= Records drawn from a dataset =
Start of Block

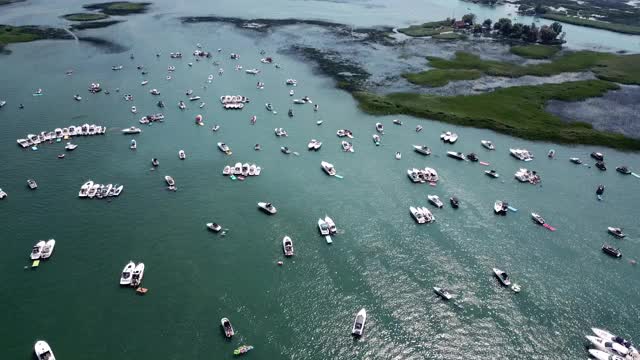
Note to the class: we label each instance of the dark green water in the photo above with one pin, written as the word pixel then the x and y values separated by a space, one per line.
pixel 380 260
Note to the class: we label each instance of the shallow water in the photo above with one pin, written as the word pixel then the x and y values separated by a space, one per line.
pixel 380 260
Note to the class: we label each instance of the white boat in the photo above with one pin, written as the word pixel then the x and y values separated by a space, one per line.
pixel 267 207
pixel 125 278
pixel 227 327
pixel 435 200
pixel 137 275
pixel 488 144
pixel 328 168
pixel 214 227
pixel 502 276
pixel 358 324
pixel 287 246
pixel 47 249
pixel 131 130
pixel 36 251
pixel 43 351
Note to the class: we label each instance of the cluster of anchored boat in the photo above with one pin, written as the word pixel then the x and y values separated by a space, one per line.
pixel 61 133
pixel 91 190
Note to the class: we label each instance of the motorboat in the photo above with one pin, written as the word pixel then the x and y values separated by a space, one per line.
pixel 492 173
pixel 32 184
pixel 456 155
pixel 131 130
pixel 328 168
pixel 500 207
pixel 488 144
pixel 358 324
pixel 611 251
pixel 43 351
pixel 435 200
pixel 617 232
pixel 502 276
pixel 227 327
pixel 287 246
pixel 422 149
pixel 443 293
pixel 521 154
pixel 267 207
pixel 36 251
pixel 125 278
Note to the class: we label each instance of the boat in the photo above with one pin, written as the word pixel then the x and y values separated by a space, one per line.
pixel 137 275
pixel 224 148
pixel 623 170
pixel 43 351
pixel 456 155
pixel 617 232
pixel 443 293
pixel 214 227
pixel 125 278
pixel 358 324
pixel 323 227
pixel 328 168
pixel 227 327
pixel 267 207
pixel 287 246
pixel 131 130
pixel 597 156
pixel 435 200
pixel 422 149
pixel 36 251
pixel 502 276
pixel 488 144
pixel 492 173
pixel 500 207
pixel 611 251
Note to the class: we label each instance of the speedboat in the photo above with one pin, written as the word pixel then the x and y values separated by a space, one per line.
pixel 422 149
pixel 43 351
pixel 226 327
pixel 358 324
pixel 611 251
pixel 131 130
pixel 435 200
pixel 443 293
pixel 47 249
pixel 328 168
pixel 267 207
pixel 214 227
pixel 488 144
pixel 287 246
pixel 502 276
pixel 125 278
pixel 137 274
pixel 617 232
pixel 36 251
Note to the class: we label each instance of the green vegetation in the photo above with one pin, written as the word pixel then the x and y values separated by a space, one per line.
pixel 621 28
pixel 535 51
pixel 428 29
pixel 85 16
pixel 119 7
pixel 517 111
pixel 437 77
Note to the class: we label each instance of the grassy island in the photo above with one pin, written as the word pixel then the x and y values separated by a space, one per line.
pixel 119 7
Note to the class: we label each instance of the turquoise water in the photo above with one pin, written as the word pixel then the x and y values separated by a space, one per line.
pixel 380 260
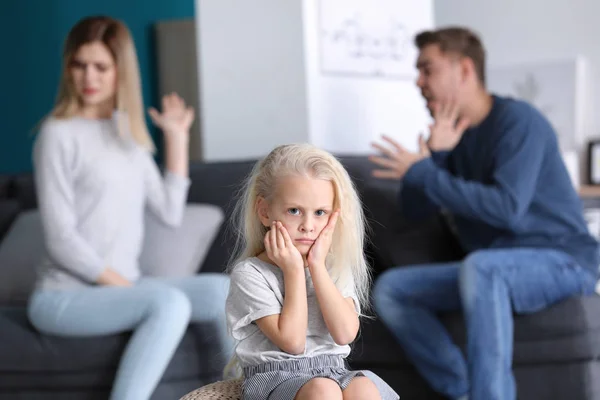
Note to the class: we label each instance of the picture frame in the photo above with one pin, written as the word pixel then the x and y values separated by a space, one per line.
pixel 594 162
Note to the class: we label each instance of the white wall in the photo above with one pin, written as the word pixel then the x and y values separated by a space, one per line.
pixel 347 113
pixel 252 80
pixel 261 85
pixel 532 30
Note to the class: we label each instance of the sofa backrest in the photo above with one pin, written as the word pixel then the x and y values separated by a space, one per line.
pixel 392 240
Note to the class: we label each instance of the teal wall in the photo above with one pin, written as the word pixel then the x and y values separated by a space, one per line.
pixel 31 37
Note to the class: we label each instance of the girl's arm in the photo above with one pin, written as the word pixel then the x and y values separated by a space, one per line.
pixel 287 329
pixel 338 312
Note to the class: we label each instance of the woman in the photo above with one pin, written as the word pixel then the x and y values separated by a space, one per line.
pixel 95 175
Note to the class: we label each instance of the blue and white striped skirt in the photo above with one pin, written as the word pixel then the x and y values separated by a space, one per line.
pixel 281 380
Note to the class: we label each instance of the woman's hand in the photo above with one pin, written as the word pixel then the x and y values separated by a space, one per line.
pixel 281 250
pixel 175 119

End of Block

= ABOUT THIS EXERCISE =
Give back all of the entries above exactly, with the pictures excluded.

= EXERCISE SOLUTION =
Note to the class: we label each instance of the dark green water in the photo above with one pin, written as the word pixel then the x and y values separated by a space, one per line.
pixel 380 260
Note to the class: we label each instance of the shallow water in the photo above with one pin, written as the word pixel then the x and y values separated by a space, one per line.
pixel 380 260
Note to the class: we label each instance of the white boat in the photo above with one pin, written as the word pixel then the x and y values separated by a space, one per line.
pixel 267 207
pixel 125 278
pixel 227 327
pixel 435 200
pixel 137 275
pixel 488 144
pixel 328 168
pixel 214 227
pixel 502 276
pixel 358 324
pixel 287 246
pixel 47 249
pixel 131 130
pixel 36 251
pixel 43 351
Note to the class: we label each instance of the cluster of anchored boat in the photo above with one pin, written as the word pixel then the x and y values separated by a space, one per line.
pixel 61 133
pixel 91 190
Note to the class: we label each instance of the motorboat in the photo above with one pin, written as the word pixel then the x and y values separated by a space, one per line.
pixel 492 173
pixel 32 184
pixel 456 155
pixel 131 130
pixel 328 168
pixel 500 207
pixel 488 144
pixel 358 324
pixel 611 251
pixel 43 351
pixel 435 200
pixel 617 232
pixel 502 276
pixel 227 327
pixel 287 246
pixel 422 149
pixel 443 293
pixel 521 154
pixel 267 207
pixel 36 251
pixel 125 278
Note to the class: we label each instance of the boat in the photo above with one pin, written as the word pixel then the x and y values separated by a space, one per line.
pixel 137 275
pixel 224 148
pixel 623 170
pixel 43 351
pixel 456 155
pixel 617 232
pixel 443 293
pixel 214 227
pixel 125 278
pixel 358 324
pixel 323 227
pixel 328 168
pixel 227 327
pixel 267 207
pixel 287 246
pixel 131 130
pixel 597 156
pixel 435 200
pixel 422 149
pixel 36 251
pixel 502 276
pixel 488 144
pixel 492 173
pixel 500 207
pixel 611 251
Note to the class: we label each instance of the speedboat in the photo above with one pin, written as the word pixel then the x and y values separated by a space, one per line.
pixel 422 149
pixel 43 351
pixel 226 327
pixel 358 324
pixel 611 251
pixel 131 130
pixel 435 200
pixel 443 293
pixel 47 249
pixel 328 168
pixel 267 207
pixel 214 227
pixel 488 144
pixel 287 246
pixel 502 276
pixel 125 278
pixel 137 274
pixel 617 232
pixel 36 251
Note to the class: we label each instance of the green vegetation in the photo above with one pin, written as the word pixel then the x and y values separated by a space, one per line.
pixel 621 28
pixel 535 51
pixel 428 29
pixel 85 16
pixel 119 7
pixel 517 111
pixel 437 77
Note to the class: we label each instance of the grassy island in the photo above with one pin, written as the word pixel then the x and y values separated by a space, one per line.
pixel 119 7
Note to the class: we label each instance of the turquoise water in the photo above with one pin, written as the word pixel then the x and y values separated by a space, one per line.
pixel 380 260
Note to the class: we label each instance of the picture frame in the photo above with one pin, written as the word pixel then the x and y values separated by a space, one per line.
pixel 594 162
Note to the class: we label each instance of the white wall in the photo above with one pin, written as the word pixel then the x and y values separated by a space, one per line.
pixel 347 113
pixel 252 80
pixel 261 85
pixel 532 30
Note to the class: we label each instance of the sofa backrest in the photo above with one pin, written as the word pixel then the x and y values separated by a space, one per line.
pixel 392 240
Note to the class: we label each instance of the teal wall in the photo above with one pin, written as the word pixel then the x and y values separated by a space, one per line.
pixel 31 37
Note to the class: we label each instance of the girl's arm in the photo above with one pin, written as the word pixel then the x and y values separated by a space, one per line.
pixel 287 329
pixel 338 312
Note to the class: we label each instance of the woman in the photo above with one pin, written as the word pixel then the x and y values separated by a space, one per line.
pixel 95 175
Note to the class: we label each instance of the blue and white striped skirt in the photo above with one pin, written as the word pixel then the x and y values separated by a space, one per line.
pixel 281 380
Note to the class: we label each instance of the woman's hand in the photo above with one pin, written as the word pixel then the x and y values separated by a space, one per line.
pixel 281 250
pixel 175 119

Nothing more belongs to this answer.